**Your objective**
Wherever the listing has a line with the string "tree", copy that line out.

|---|

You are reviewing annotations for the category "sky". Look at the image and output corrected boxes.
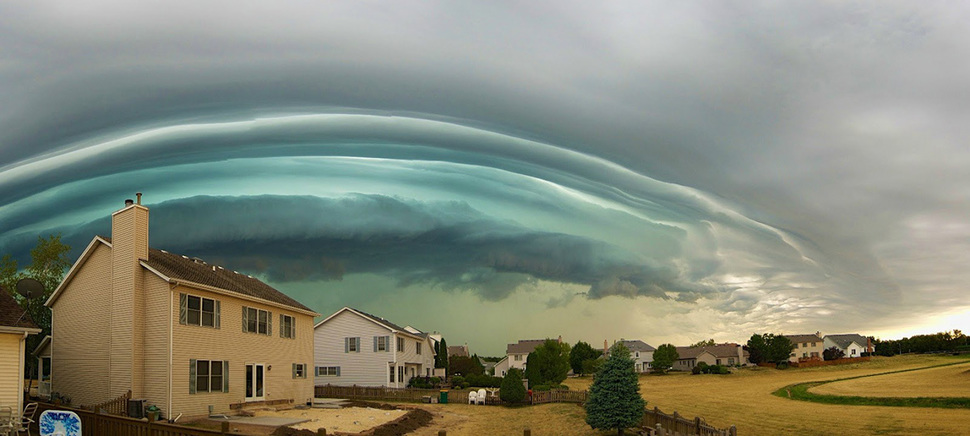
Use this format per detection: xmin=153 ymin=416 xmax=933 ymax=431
xmin=1 ymin=1 xmax=968 ymax=356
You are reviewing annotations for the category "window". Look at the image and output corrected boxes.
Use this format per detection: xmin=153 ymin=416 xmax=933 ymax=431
xmin=851 ymin=348 xmax=857 ymax=356
xmin=398 ymin=366 xmax=404 ymax=383
xmin=376 ymin=336 xmax=388 ymax=352
xmin=180 ymin=294 xmax=220 ymax=328
xmin=803 ymin=342 xmax=808 ymax=348
xmin=316 ymin=366 xmax=340 ymax=376
xmin=346 ymin=337 xmax=360 ymax=352
xmin=514 ymin=354 xmax=522 ymax=361
xmin=243 ymin=306 xmax=271 ymax=335
xmin=716 ymin=359 xmax=722 ymax=365
xmin=728 ymin=358 xmax=735 ymax=365
xmin=397 ymin=337 xmax=404 ymax=352
xmin=416 ymin=342 xmax=421 ymax=355
xmin=41 ymin=357 xmax=52 ymax=381
xmin=293 ymin=363 xmax=306 ymax=379
xmin=280 ymin=314 xmax=295 ymax=339
xmin=190 ymin=359 xmax=227 ymax=394
xmin=389 ymin=365 xmax=395 ymax=383
xmin=635 ymin=351 xmax=639 ymax=358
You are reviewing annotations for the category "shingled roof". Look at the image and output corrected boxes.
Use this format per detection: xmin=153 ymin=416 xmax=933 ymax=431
xmin=619 ymin=340 xmax=656 ymax=352
xmin=676 ymin=343 xmax=746 ymax=359
xmin=142 ymin=247 xmax=314 ymax=313
xmin=783 ymin=334 xmax=823 ymax=344
xmin=826 ymin=334 xmax=869 ymax=349
xmin=507 ymin=339 xmax=548 ymax=355
xmin=0 ymin=288 xmax=39 ymax=330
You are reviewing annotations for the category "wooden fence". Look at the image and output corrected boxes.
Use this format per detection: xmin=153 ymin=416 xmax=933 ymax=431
xmin=32 ymin=402 xmax=248 ymax=436
xmin=790 ymin=356 xmax=870 ymax=368
xmin=82 ymin=389 xmax=132 ymax=415
xmin=316 ymin=384 xmax=587 ymax=405
xmin=642 ymin=406 xmax=736 ymax=436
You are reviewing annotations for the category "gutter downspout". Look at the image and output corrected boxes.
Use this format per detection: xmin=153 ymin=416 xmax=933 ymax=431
xmin=20 ymin=331 xmax=28 ymax=411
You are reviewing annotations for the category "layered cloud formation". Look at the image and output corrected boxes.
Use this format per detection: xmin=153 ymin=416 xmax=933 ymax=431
xmin=2 ymin=1 xmax=968 ymax=352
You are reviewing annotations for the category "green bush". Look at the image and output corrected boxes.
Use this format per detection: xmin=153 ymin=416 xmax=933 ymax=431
xmin=465 ymin=373 xmax=503 ymax=388
xmin=500 ymin=368 xmax=527 ymax=404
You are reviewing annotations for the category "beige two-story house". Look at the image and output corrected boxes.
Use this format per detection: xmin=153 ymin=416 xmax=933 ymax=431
xmin=1 ymin=290 xmax=41 ymax=410
xmin=45 ymin=195 xmax=319 ymax=418
xmin=784 ymin=333 xmax=824 ymax=363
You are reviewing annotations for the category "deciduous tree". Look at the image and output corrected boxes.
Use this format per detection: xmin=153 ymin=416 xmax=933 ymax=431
xmin=524 ymin=339 xmax=571 ymax=387
xmin=651 ymin=344 xmax=678 ymax=374
xmin=569 ymin=341 xmax=600 ymax=375
xmin=499 ymin=368 xmax=527 ymax=404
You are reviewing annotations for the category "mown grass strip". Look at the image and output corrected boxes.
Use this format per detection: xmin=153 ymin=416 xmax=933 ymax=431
xmin=773 ymin=357 xmax=970 ymax=409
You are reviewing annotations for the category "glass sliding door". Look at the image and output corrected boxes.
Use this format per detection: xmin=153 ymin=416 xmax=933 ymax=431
xmin=245 ymin=363 xmax=265 ymax=401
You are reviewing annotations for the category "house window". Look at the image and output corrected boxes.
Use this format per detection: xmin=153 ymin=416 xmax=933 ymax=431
xmin=346 ymin=337 xmax=360 ymax=352
xmin=803 ymin=342 xmax=808 ymax=348
xmin=191 ymin=359 xmax=226 ymax=394
xmin=390 ymin=365 xmax=395 ymax=383
xmin=416 ymin=343 xmax=421 ymax=355
xmin=514 ymin=354 xmax=522 ymax=361
xmin=398 ymin=366 xmax=405 ymax=382
xmin=41 ymin=357 xmax=52 ymax=381
xmin=716 ymin=359 xmax=722 ymax=365
xmin=397 ymin=337 xmax=405 ymax=352
xmin=851 ymin=348 xmax=857 ymax=356
xmin=377 ymin=336 xmax=388 ymax=351
xmin=293 ymin=363 xmax=306 ymax=378
xmin=316 ymin=366 xmax=339 ymax=376
xmin=635 ymin=351 xmax=639 ymax=358
xmin=180 ymin=294 xmax=220 ymax=328
xmin=728 ymin=358 xmax=735 ymax=365
xmin=243 ymin=306 xmax=271 ymax=335
xmin=280 ymin=314 xmax=295 ymax=339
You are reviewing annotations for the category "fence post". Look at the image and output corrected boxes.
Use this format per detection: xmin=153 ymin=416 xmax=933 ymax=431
xmin=317 ymin=428 xmax=327 ymax=436
xmin=694 ymin=416 xmax=701 ymax=432
xmin=729 ymin=425 xmax=737 ymax=436
xmin=438 ymin=431 xmax=447 ymax=436
xmin=656 ymin=423 xmax=665 ymax=436
xmin=524 ymin=428 xmax=531 ymax=436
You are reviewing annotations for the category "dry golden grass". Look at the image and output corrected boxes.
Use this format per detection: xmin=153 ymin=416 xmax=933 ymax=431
xmin=560 ymin=354 xmax=970 ymax=436
xmin=810 ymin=360 xmax=970 ymax=398
xmin=408 ymin=402 xmax=605 ymax=436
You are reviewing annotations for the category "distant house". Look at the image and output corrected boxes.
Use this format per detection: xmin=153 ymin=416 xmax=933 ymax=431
xmin=33 ymin=335 xmax=52 ymax=398
xmin=673 ymin=343 xmax=748 ymax=370
xmin=46 ymin=196 xmax=319 ymax=418
xmin=615 ymin=340 xmax=656 ymax=373
xmin=493 ymin=338 xmax=560 ymax=377
xmin=824 ymin=334 xmax=872 ymax=358
xmin=783 ymin=333 xmax=824 ymax=363
xmin=448 ymin=345 xmax=470 ymax=358
xmin=0 ymin=289 xmax=41 ymax=410
xmin=313 ymin=307 xmax=436 ymax=388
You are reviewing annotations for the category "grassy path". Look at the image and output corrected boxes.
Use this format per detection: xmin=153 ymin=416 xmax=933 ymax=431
xmin=774 ymin=359 xmax=970 ymax=408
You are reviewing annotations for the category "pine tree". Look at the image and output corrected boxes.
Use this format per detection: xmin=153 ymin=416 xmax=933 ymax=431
xmin=585 ymin=343 xmax=645 ymax=435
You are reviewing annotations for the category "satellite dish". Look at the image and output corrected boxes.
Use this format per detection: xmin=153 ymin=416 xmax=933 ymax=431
xmin=16 ymin=278 xmax=45 ymax=299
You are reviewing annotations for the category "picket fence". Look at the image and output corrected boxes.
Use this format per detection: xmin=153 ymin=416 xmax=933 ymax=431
xmin=31 ymin=402 xmax=242 ymax=436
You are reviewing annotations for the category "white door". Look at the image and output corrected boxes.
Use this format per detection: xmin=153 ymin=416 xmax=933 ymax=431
xmin=246 ymin=364 xmax=265 ymax=401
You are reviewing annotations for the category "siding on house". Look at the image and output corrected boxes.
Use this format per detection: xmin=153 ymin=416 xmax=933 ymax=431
xmin=314 ymin=310 xmax=393 ymax=387
xmin=169 ymin=284 xmax=314 ymax=417
xmin=50 ymin=242 xmax=114 ymax=406
xmin=141 ymin=271 xmax=172 ymax=413
xmin=0 ymin=333 xmax=22 ymax=407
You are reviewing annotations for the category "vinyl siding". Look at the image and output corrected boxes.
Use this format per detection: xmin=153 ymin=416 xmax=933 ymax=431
xmin=171 ymin=284 xmax=314 ymax=418
xmin=393 ymin=334 xmax=435 ymax=386
xmin=0 ymin=333 xmax=23 ymax=407
xmin=141 ymin=272 xmax=172 ymax=411
xmin=51 ymin=243 xmax=113 ymax=406
xmin=314 ymin=311 xmax=394 ymax=387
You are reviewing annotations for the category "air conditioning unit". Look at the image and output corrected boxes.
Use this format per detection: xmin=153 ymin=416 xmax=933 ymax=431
xmin=127 ymin=399 xmax=147 ymax=418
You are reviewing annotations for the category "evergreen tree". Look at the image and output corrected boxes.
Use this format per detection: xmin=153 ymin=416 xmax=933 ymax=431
xmin=500 ymin=368 xmax=527 ymax=403
xmin=585 ymin=343 xmax=644 ymax=435
xmin=438 ymin=337 xmax=450 ymax=373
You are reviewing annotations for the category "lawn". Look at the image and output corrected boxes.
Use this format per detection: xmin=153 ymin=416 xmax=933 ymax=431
xmin=810 ymin=360 xmax=970 ymax=398
xmin=559 ymin=354 xmax=970 ymax=436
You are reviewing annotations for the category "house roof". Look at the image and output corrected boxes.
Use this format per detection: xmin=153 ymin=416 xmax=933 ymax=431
xmin=142 ymin=247 xmax=315 ymax=313
xmin=675 ymin=344 xmax=745 ymax=360
xmin=507 ymin=339 xmax=548 ymax=355
xmin=825 ymin=334 xmax=869 ymax=349
xmin=448 ymin=345 xmax=469 ymax=357
xmin=48 ymin=236 xmax=317 ymax=316
xmin=783 ymin=334 xmax=823 ymax=344
xmin=314 ymin=307 xmax=428 ymax=341
xmin=0 ymin=288 xmax=40 ymax=331
xmin=619 ymin=340 xmax=656 ymax=352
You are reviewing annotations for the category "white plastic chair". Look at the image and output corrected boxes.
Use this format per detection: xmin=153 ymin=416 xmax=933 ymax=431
xmin=476 ymin=389 xmax=486 ymax=405
xmin=467 ymin=391 xmax=478 ymax=404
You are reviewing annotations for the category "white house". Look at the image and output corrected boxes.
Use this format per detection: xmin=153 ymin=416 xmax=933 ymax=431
xmin=617 ymin=340 xmax=656 ymax=373
xmin=824 ymin=334 xmax=871 ymax=358
xmin=313 ymin=307 xmax=436 ymax=388
xmin=493 ymin=338 xmax=560 ymax=377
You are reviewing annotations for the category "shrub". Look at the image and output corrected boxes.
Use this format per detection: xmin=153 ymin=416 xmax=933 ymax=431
xmin=450 ymin=375 xmax=465 ymax=388
xmin=465 ymin=373 xmax=502 ymax=388
xmin=500 ymin=368 xmax=527 ymax=404
xmin=691 ymin=366 xmax=702 ymax=375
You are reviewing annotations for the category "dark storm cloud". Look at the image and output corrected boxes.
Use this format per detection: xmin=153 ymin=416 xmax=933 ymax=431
xmin=25 ymin=195 xmax=721 ymax=302
xmin=1 ymin=1 xmax=968 ymax=337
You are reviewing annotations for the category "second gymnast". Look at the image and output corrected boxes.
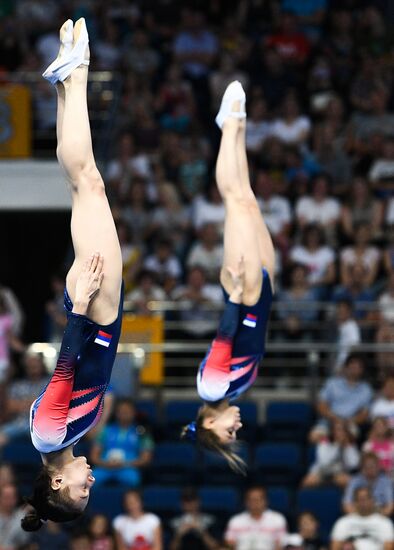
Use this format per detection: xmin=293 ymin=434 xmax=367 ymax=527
xmin=22 ymin=19 xmax=123 ymax=529
xmin=182 ymin=81 xmax=275 ymax=471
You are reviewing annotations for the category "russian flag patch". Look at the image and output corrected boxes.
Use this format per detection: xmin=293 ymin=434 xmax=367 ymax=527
xmin=94 ymin=330 xmax=112 ymax=347
xmin=243 ymin=313 xmax=257 ymax=328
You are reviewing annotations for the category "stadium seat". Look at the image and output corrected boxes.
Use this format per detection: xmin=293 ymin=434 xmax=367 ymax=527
xmin=297 ymin=487 xmax=342 ymax=541
xmin=164 ymin=400 xmax=201 ymax=439
xmin=254 ymin=443 xmax=302 ymax=485
xmin=88 ymin=486 xmax=125 ymax=519
xmin=263 ymin=401 xmax=314 ymax=442
xmin=199 ymin=486 xmax=240 ymax=514
xmin=146 ymin=442 xmax=198 ymax=484
xmin=136 ymin=399 xmax=158 ymax=427
xmin=143 ymin=485 xmax=181 ymax=520
xmin=267 ymin=487 xmax=291 ymax=518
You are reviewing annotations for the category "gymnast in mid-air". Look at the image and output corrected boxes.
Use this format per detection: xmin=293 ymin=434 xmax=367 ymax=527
xmin=22 ymin=18 xmax=123 ymax=530
xmin=182 ymin=81 xmax=275 ymax=471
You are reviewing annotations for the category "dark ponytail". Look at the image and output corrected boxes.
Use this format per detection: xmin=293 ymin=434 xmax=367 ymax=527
xmin=21 ymin=466 xmax=82 ymax=531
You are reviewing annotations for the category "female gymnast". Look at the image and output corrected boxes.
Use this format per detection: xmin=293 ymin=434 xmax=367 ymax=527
xmin=22 ymin=18 xmax=123 ymax=530
xmin=182 ymin=81 xmax=275 ymax=471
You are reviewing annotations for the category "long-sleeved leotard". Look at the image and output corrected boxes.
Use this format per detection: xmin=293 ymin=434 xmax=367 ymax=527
xmin=30 ymin=285 xmax=123 ymax=454
xmin=197 ymin=268 xmax=272 ymax=402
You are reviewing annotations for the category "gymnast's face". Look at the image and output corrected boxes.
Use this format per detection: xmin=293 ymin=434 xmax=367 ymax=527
xmin=52 ymin=456 xmax=95 ymax=510
xmin=203 ymin=405 xmax=243 ymax=443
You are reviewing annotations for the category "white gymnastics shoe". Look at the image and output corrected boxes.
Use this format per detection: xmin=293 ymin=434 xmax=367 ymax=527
xmin=42 ymin=18 xmax=89 ymax=85
xmin=215 ymin=80 xmax=246 ymax=130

|---|

**Final answer**
You are reviewing annotations for the category "deciduous tree". Look at the image and output corrected boxes.
You are reviewing annotations for the category "pine tree". Look at the image and output corrected boxes.
You are reviewing annotations for the category "evergreen tree". Look at the image and output corrected boxes.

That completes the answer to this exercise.